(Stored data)
+-------+
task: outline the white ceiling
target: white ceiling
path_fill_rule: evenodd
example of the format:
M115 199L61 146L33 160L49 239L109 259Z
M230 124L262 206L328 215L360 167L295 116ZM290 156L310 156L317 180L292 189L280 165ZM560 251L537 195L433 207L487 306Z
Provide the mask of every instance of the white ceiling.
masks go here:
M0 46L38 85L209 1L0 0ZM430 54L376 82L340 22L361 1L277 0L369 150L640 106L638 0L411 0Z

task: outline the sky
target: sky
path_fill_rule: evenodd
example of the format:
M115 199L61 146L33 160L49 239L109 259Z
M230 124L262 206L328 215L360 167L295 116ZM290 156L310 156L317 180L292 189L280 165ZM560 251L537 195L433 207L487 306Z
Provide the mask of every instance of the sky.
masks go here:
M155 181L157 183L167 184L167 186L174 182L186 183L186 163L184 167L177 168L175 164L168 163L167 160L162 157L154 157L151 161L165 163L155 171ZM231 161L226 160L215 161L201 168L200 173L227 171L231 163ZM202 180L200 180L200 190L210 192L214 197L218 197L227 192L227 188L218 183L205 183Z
+-------+
§ **What is required**
Which lines run from the one containing "target: sky" to the final line of the entries? Return those lines exactly, and only those.

§ **Answer for the task**
target: sky
path_fill_rule: evenodd
example of the format:
M115 199L61 146L33 160L49 239L109 259Z
M230 124L262 206L328 215L360 167L295 116ZM290 156L310 156L317 180L292 189L280 165ZM560 251L537 195L433 207L487 306Z
Provide the mask of every instance of the sky.
masks go here:
M155 181L157 183L167 184L167 186L174 182L186 183L186 163L184 167L177 168L175 164L168 163L167 160L162 157L154 157L151 161L165 163L155 171ZM231 161L226 160L215 161L201 168L200 173L227 171L231 163ZM202 180L200 180L200 190L210 192L214 197L218 197L227 192L227 188L218 183L205 183Z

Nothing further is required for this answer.